__Task brief__:
Count the lines below that contain the string "horse", matching case exactly, and reply with the number alone.

[Shape boundary entries]
□ □ □ □ □ □ □
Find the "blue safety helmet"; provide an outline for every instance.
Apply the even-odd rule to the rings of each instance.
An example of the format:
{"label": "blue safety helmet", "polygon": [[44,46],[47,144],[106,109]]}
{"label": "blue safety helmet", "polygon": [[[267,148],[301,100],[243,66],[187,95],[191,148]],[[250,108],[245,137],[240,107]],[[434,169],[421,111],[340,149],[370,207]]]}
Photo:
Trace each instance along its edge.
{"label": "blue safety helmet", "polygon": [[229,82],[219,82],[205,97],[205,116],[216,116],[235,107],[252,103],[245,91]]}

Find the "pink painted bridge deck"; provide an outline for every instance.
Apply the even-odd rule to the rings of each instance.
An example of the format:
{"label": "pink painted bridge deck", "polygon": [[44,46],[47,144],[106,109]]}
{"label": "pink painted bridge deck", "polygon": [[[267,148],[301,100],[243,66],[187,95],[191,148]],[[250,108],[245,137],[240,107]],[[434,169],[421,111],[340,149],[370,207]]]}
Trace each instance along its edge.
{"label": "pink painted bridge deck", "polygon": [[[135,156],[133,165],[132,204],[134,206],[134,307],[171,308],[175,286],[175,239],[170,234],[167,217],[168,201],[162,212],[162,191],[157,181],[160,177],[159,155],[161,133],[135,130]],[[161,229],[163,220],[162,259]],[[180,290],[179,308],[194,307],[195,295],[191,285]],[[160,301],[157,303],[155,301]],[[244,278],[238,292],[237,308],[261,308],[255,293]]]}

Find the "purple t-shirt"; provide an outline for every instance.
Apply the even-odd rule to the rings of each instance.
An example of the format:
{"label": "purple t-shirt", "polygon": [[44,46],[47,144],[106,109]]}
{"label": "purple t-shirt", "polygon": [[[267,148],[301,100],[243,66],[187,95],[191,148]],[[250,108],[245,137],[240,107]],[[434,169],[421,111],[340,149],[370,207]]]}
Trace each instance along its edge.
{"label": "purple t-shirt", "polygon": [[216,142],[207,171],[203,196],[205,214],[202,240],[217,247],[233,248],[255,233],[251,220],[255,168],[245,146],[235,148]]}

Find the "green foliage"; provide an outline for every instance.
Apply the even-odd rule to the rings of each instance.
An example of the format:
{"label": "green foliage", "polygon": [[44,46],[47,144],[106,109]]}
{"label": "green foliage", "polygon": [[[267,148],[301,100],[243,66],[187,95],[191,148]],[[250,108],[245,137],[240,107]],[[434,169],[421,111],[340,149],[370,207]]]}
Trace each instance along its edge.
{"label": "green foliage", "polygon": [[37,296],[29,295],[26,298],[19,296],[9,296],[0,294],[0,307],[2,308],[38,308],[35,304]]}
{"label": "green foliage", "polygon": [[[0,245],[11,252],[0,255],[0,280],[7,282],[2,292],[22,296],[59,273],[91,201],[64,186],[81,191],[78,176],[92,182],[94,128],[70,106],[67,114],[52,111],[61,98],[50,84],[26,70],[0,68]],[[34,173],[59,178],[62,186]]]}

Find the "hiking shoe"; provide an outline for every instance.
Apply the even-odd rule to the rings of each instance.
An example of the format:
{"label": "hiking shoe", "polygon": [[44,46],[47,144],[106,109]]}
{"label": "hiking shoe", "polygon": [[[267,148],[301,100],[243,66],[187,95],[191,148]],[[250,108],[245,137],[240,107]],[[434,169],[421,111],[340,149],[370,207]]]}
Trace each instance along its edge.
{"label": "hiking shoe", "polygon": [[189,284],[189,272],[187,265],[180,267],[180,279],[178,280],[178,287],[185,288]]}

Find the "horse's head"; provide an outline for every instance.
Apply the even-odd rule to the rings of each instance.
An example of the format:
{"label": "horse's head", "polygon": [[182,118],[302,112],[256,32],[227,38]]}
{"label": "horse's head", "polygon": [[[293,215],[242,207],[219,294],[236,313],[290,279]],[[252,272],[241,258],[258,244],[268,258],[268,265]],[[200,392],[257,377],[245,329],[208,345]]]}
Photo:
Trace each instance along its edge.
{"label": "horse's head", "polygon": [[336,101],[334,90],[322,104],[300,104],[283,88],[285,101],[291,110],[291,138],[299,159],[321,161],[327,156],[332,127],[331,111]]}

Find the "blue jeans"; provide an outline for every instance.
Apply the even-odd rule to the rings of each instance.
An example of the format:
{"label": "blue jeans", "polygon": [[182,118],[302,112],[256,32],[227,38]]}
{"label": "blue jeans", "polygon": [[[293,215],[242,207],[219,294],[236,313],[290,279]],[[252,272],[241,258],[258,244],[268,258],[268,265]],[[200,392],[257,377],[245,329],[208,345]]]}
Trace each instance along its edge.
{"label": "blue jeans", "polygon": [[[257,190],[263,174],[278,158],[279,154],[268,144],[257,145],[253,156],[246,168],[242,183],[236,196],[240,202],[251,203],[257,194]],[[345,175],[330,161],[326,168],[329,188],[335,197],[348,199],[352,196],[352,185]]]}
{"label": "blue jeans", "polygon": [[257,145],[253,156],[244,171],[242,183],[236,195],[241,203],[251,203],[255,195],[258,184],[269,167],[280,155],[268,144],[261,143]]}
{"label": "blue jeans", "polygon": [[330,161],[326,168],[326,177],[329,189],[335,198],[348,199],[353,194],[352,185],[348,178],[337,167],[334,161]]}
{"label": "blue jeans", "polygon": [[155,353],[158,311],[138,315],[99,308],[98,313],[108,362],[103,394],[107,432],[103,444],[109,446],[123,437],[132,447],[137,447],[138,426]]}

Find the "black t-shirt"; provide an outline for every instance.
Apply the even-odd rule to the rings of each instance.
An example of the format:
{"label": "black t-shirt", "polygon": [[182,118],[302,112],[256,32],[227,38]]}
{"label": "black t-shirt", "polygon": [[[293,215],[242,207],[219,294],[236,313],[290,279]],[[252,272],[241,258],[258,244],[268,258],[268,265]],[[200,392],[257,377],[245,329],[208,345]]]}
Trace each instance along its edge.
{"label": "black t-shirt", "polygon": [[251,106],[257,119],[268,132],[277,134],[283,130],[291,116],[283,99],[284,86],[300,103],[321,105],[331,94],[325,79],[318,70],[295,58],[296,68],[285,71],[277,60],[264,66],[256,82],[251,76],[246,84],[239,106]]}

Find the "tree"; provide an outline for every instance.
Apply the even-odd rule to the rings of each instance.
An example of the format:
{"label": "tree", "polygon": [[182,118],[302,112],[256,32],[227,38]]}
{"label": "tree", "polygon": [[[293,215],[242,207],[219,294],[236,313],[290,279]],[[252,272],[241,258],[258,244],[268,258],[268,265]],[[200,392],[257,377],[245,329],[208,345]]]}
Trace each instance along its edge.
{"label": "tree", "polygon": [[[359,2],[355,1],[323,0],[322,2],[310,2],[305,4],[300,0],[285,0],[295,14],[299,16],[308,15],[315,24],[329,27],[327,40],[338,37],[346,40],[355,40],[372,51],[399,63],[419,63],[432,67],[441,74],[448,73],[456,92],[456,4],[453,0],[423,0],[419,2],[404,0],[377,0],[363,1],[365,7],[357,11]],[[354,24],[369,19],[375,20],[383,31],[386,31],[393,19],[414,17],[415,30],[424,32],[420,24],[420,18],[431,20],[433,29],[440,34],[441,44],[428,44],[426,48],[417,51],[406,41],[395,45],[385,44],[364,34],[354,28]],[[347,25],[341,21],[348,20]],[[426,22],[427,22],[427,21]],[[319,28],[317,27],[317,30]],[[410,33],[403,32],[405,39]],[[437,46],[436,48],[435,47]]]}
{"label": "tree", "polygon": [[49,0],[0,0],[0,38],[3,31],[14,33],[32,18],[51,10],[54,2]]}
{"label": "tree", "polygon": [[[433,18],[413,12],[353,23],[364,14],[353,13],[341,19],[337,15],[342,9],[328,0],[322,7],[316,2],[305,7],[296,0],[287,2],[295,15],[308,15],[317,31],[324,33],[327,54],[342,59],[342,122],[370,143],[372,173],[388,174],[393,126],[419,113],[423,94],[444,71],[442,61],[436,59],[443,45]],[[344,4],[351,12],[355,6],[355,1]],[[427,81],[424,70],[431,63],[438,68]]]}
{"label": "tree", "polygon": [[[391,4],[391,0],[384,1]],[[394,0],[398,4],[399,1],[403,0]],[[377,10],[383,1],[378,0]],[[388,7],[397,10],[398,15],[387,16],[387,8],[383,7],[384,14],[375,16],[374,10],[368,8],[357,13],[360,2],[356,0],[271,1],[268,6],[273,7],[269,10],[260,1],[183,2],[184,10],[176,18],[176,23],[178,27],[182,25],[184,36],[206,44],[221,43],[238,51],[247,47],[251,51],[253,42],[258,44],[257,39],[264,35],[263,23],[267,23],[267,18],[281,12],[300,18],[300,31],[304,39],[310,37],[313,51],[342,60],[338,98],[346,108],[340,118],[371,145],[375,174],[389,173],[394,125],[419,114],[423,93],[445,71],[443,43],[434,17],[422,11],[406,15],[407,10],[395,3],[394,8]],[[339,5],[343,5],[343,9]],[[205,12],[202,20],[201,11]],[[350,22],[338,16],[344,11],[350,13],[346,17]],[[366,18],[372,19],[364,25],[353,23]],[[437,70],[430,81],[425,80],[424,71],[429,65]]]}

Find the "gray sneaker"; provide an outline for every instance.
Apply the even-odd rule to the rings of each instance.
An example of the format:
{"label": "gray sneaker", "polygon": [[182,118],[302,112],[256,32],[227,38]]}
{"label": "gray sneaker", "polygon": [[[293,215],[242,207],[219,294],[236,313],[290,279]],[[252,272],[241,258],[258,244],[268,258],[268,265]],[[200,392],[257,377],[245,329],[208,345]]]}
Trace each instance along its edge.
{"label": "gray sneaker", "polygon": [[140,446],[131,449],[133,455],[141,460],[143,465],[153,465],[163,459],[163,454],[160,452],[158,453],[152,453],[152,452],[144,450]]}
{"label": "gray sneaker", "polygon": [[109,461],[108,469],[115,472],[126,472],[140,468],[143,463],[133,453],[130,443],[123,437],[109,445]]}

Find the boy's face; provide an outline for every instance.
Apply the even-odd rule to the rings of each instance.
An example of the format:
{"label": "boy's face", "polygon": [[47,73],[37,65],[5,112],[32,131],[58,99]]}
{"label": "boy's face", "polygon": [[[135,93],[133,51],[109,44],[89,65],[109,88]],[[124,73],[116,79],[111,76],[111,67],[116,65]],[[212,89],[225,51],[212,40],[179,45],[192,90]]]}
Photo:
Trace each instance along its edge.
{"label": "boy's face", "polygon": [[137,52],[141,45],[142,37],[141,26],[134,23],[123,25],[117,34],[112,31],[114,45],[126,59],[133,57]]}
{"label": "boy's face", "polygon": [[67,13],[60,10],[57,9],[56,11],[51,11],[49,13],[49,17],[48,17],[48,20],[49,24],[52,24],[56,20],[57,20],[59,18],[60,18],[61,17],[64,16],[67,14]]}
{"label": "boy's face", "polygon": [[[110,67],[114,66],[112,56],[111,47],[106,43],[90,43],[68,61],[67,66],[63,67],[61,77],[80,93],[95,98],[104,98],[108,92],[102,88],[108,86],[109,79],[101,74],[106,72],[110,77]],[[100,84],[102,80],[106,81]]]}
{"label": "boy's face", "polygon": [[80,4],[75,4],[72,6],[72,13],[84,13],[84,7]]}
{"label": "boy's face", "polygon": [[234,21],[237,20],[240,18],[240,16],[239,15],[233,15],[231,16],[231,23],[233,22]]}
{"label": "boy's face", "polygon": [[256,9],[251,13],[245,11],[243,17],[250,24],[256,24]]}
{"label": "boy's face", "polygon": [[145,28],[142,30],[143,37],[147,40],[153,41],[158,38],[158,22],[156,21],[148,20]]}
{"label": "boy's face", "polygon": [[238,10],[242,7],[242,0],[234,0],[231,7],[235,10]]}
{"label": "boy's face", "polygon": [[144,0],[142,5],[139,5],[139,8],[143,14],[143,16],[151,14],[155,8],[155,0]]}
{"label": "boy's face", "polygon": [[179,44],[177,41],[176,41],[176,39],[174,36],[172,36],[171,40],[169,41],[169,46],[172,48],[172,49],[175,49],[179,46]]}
□ □ □ □ □ □ □
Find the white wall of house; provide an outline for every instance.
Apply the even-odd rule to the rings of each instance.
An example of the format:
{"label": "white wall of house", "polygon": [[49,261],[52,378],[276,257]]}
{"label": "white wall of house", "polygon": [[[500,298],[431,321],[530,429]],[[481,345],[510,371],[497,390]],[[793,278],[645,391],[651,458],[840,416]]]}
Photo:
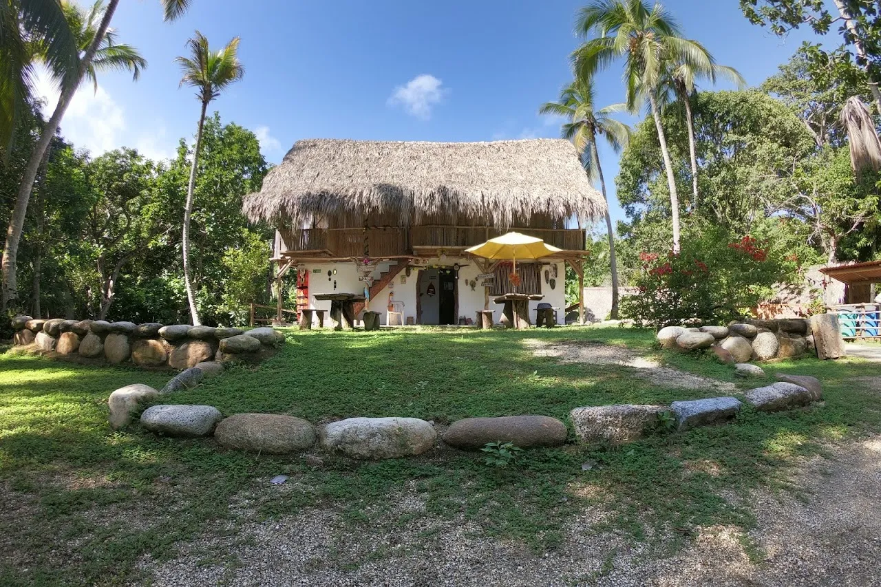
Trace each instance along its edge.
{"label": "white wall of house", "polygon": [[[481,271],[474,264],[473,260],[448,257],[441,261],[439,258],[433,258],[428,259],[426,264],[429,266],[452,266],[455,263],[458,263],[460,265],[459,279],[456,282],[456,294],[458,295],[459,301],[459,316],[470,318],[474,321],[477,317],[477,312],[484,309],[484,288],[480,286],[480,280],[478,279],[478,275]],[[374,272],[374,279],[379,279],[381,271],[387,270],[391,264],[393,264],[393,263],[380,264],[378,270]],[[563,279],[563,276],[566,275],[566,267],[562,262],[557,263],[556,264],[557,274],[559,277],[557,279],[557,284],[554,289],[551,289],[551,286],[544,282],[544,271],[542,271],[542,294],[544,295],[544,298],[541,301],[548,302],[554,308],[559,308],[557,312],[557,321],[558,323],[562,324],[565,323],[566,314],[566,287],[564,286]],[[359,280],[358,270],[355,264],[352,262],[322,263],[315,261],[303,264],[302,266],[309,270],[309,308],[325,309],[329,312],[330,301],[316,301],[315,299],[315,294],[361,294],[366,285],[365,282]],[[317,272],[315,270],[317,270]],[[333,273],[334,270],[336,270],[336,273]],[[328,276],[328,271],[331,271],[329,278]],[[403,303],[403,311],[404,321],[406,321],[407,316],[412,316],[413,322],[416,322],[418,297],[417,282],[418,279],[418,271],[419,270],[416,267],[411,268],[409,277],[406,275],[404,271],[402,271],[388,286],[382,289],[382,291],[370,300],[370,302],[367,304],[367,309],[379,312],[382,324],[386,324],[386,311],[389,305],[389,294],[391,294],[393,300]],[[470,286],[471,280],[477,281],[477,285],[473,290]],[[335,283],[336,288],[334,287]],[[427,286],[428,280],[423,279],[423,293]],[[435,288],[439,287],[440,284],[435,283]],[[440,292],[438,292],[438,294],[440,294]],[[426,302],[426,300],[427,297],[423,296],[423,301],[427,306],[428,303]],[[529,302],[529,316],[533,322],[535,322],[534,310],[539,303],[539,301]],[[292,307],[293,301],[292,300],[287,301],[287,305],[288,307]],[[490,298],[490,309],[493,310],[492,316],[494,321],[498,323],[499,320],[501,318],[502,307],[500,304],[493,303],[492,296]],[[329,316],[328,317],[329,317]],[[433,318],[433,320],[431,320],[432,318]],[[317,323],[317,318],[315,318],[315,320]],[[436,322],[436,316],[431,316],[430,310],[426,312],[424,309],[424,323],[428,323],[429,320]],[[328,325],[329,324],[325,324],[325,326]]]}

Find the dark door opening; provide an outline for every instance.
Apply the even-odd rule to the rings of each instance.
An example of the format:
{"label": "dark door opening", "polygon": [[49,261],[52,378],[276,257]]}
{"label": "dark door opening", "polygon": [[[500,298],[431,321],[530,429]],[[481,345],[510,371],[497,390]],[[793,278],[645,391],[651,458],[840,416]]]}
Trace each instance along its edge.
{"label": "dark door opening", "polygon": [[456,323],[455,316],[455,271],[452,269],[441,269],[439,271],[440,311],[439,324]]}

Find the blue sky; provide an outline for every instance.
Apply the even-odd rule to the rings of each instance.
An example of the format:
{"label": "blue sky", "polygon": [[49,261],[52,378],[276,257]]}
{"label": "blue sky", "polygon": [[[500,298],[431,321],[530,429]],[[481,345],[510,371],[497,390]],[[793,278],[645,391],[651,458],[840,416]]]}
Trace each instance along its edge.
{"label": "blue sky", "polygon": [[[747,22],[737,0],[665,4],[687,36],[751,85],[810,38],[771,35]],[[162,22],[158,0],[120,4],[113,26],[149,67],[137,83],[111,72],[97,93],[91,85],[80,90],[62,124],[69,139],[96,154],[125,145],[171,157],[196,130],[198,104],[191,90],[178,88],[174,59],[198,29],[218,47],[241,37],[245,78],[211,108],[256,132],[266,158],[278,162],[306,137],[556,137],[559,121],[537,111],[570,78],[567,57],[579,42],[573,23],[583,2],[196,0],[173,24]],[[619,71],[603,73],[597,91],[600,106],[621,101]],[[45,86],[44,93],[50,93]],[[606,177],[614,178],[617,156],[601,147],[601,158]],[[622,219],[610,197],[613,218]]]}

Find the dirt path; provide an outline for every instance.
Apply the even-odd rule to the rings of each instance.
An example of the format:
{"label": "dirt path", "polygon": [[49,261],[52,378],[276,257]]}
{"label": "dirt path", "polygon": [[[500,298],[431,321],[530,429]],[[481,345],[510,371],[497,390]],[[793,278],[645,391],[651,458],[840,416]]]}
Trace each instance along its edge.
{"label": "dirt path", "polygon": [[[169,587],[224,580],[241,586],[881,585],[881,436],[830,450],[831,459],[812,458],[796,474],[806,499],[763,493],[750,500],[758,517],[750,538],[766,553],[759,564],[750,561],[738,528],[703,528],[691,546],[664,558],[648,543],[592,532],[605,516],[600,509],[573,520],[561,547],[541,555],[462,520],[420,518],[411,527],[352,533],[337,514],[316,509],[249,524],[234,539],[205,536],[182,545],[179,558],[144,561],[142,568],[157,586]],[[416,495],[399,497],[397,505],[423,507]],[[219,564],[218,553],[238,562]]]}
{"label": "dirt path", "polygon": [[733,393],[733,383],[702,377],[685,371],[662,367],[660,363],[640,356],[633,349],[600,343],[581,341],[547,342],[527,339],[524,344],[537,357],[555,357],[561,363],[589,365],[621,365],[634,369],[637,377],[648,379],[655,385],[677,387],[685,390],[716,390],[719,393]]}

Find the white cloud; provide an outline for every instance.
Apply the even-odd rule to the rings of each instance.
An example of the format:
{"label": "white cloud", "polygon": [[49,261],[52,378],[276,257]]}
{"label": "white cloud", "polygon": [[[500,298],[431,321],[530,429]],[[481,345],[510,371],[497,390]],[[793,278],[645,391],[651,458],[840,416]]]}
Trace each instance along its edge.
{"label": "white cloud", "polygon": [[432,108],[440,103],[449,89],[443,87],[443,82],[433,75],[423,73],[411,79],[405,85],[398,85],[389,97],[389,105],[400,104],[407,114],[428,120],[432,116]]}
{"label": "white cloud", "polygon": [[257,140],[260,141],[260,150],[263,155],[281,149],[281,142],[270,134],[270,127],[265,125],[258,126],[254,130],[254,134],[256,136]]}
□ □ □ □ □ □ □
__Response to the task__:
4